> _Extracted text_:

__________________________________________________

The Pilgrimage to India Begins

Swami Satchidananda & Yogacharya David
2007-Swami Satchidananda & Yogacharya David

Pilgrimage begins long before you set foot out of the door to go on one. It is best for pilgrimage to originate as a calling, a deep inner prompting that goes beyond a yearning to travel and see new places. That is because pilgrimage is a journey of the soul that takes on the guise of traveling to holy sites and meeting spiritual personalities.

A pilgrim is defined as one who travels to a shrine or holy place as a devotee[1] and the term pilgrimage is the journey of a pilgrim, which has been in use since the 1300s. Mother Hamilton recommended the book, “The Way of the Pilgrim,” which chronicles a Russian itinerate traveler who is inspired by St. Paul’s admonition to pray without ceasing. In the forward by Father Thomas Hopko he writes:

“…life is communion with God: personal, direct, immediate, real, painful, peaceful, and joyful. It tells us that ceaseless prayer in pursuit of God and communion with Him is not simply life’s meaning or goal, the one thing worth living for, but it is life itself. It tells us that Jesus Christ is this life, and that constant, continual, ceaseless prayer in His name opens the door to Divine reality and puts us in immediate contact with the One who is the source, substance, and goal of our life, and our very life itself.”

It is living in this “Divine reality” that guides and directs me in all my ways, and now it takes me back to the land Yoganandaji so beautifully described and were the last words he uttered in his divine incarnation as he entered Mahasamadhi:

“The borderland of my India expanding into the world.

Hail, mother of religions, lotus, scenic beauty, and sages!

Thy wide doors are open,

Welcoming God’s true sons through all the ages,

Where Ganges, woods, Himalayan caves and men dream God.

I am hallowed; my body touched that sod!” [2]

When Swami Ramdas began his pilgrimage he was told inwardly that God, his Ram, was taking him all over India:

“If it was for sadhana, why should he go elsewhere? He could have practiced at home. Still God wanted him to go. Ramdas did not ask Him why he was being taken away, but He Himself whispered in Ramdas’s ear: ‘Ramdas, I am taking you from place to place not because you have to renounce everything, but because you have to see that everything is My form. You have to go to householders and tell them that they need not renounce worldly life in order to realize Me.”’[3]

To begin with the right attitude and maintain it throughout the pilgrimage yields the greatest, the highest results; even as Papa so lovingly and dedicatedly followed to the letter his Ram’s every command.

This is the fifth time that I have been directed to India; a spiritual homeland for me. Besides the tremendous ideals of Yoga, such as articulated in the Bhagavad Gita, that have so deeply inspired me, there are also the holy sites and saints whose darshan I have been blessed with.

__________________________________________________

> _Material for this task_:
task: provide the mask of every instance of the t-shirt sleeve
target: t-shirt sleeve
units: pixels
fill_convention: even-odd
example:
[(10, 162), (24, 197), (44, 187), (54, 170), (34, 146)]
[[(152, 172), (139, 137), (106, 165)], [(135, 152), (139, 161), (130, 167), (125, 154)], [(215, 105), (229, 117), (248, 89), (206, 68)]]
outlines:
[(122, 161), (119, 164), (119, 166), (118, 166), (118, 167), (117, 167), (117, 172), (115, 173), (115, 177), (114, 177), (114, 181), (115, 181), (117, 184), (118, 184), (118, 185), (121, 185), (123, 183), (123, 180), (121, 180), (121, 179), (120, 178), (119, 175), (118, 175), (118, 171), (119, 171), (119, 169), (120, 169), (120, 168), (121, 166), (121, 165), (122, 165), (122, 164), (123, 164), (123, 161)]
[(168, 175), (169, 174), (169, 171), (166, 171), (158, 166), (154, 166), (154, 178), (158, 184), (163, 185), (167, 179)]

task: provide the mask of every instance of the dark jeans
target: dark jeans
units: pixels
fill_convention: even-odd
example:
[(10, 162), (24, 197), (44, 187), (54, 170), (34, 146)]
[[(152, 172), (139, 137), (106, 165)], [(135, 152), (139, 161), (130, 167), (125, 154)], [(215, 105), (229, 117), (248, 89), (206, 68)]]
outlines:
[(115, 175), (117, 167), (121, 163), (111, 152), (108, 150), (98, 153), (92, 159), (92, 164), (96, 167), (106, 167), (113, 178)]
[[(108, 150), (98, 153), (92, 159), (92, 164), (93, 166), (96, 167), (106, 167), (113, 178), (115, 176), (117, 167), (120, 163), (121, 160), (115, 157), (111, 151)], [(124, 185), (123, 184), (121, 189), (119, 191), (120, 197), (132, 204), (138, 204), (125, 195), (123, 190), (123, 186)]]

__________________________________________________

> _Task requirements_:
1. Write out the pilgrimage essay from "It is living" to "into the world.", switching "borderland" to "frontier".
2. Output the records verbatim from their first line to the line with "185), (167, 179)]", both ends included.
The essay and the records are unrelated to each other.

> _Responses for each task_:
1.
It is living in this “Divine reality” that guides and directs me in all my ways, and now it takes me back to the land Yoganandaji so beautifully described and were the last words he uttered in his divine incarnation as he entered Mahasamadhi:

“The frontier of my India expanding into the world.

2.
task: provide the mask of every instance of the t-shirt sleeve
target: t-shirt sleeve
units: pixels
fill_convention: even-odd
example:
[(10, 162), (24, 197), (44, 187), (54, 170), (34, 146)]
[[(152, 172), (139, 137), (106, 165)], [(135, 152), (139, 161), (130, 167), (125, 154)], [(215, 105), (229, 117), (248, 89), (206, 68)]]
outlines:
[(122, 161), (119, 164), (119, 166), (118, 166), (118, 167), (117, 167), (117, 172), (115, 173), (115, 177), (114, 177), (114, 181), (115, 181), (117, 184), (118, 184), (118, 185), (121, 185), (123, 183), (123, 180), (121, 180), (121, 179), (120, 178), (119, 175), (118, 175), (118, 171), (119, 171), (119, 169), (120, 169), (120, 168), (121, 166), (121, 165), (122, 165), (122, 164), (123, 164), (123, 161)]
[(168, 175), (169, 174), (169, 171), (166, 171), (158, 166), (154, 166), (154, 178), (158, 184), (163, 185), (167, 179)]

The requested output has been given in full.